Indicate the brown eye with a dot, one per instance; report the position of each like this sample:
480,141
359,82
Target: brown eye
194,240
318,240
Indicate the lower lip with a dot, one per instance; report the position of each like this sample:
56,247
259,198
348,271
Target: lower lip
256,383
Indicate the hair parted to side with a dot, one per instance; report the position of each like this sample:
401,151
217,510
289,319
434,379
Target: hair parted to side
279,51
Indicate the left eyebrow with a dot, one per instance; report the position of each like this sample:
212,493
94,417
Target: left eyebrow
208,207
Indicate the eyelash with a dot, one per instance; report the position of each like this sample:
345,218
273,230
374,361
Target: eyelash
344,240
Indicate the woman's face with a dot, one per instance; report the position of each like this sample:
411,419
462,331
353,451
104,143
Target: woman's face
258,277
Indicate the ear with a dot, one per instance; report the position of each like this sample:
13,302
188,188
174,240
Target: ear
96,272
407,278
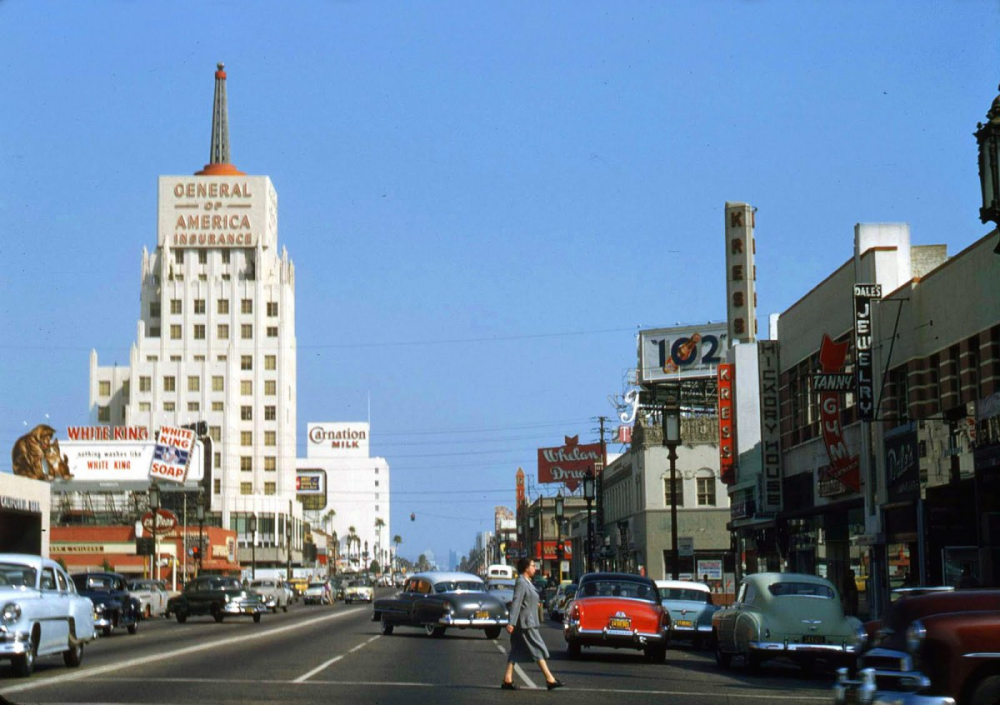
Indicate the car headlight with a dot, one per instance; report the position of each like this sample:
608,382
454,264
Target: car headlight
915,636
11,612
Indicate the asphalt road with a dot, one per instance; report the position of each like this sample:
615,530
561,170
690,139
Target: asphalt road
316,654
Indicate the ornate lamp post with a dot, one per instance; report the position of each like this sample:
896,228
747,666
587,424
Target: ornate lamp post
154,507
988,138
252,528
560,510
199,511
671,439
588,494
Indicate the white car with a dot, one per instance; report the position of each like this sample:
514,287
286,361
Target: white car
152,596
41,613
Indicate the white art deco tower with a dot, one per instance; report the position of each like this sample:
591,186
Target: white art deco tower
216,336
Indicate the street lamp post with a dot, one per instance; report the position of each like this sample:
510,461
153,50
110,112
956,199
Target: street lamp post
154,507
252,528
560,510
588,493
199,510
671,439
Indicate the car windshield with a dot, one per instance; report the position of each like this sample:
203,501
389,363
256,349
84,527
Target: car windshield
801,590
686,594
17,575
454,585
618,588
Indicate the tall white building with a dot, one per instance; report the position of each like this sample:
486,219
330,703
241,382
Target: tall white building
215,340
357,491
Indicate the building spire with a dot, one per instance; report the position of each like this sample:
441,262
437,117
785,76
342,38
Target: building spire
218,159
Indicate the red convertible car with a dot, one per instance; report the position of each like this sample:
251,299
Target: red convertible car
618,611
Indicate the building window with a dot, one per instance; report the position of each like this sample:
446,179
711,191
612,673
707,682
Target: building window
706,491
679,486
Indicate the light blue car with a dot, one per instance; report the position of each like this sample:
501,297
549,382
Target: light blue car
691,609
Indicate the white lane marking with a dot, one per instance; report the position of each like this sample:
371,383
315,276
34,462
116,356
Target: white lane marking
519,670
332,661
166,655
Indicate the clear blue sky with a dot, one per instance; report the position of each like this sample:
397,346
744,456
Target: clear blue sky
483,200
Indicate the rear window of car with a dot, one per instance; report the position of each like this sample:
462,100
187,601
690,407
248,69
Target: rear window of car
791,589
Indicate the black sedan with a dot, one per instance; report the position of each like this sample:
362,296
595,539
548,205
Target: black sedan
440,601
114,607
217,596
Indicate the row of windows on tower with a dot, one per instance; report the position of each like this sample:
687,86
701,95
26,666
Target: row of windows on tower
200,307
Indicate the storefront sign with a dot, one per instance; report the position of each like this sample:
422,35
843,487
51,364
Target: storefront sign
727,435
770,428
863,367
844,468
741,273
902,463
670,354
568,464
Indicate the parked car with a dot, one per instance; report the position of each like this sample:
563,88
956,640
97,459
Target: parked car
359,589
618,611
557,606
938,648
152,596
502,589
114,606
217,596
274,594
438,601
41,613
691,609
318,593
791,615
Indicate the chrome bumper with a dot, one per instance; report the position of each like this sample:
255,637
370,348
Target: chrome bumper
863,690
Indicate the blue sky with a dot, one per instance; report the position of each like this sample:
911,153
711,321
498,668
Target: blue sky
484,201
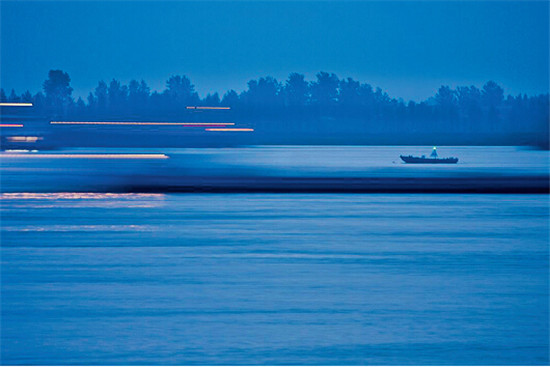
──────────────────────────────
▶ _What is being asked_: Gather every line of the data above that contains the word "storefront", matching case exactly.

▶ _Exercise result_:
Indicate the storefront sign with a dot, one per instance; report the position of each like this sample:
Target: storefront sign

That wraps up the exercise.